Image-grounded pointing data
****************

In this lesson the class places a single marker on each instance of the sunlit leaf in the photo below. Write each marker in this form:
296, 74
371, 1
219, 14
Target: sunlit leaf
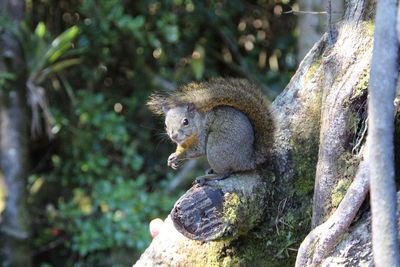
40, 30
62, 43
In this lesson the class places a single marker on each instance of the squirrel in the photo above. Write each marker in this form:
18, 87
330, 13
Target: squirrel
227, 120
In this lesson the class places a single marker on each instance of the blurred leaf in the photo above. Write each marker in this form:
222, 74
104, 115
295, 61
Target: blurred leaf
40, 30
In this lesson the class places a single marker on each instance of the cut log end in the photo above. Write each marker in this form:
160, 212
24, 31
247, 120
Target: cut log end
221, 210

****************

# [About this task]
Look through the entries, and return every line that the word "above" appears in.

# [Expected answer]
In this lesson the class places a single marker on each instance of the squirrel in the photo above. Write each marker in this form:
In this lesson the class places a single marker on each instance of the blurred leaf in the photo above. Write each marker in this form:
In this lesson the class places a single marker on each instance of the cut log end in the photo above. Write each marker in this form:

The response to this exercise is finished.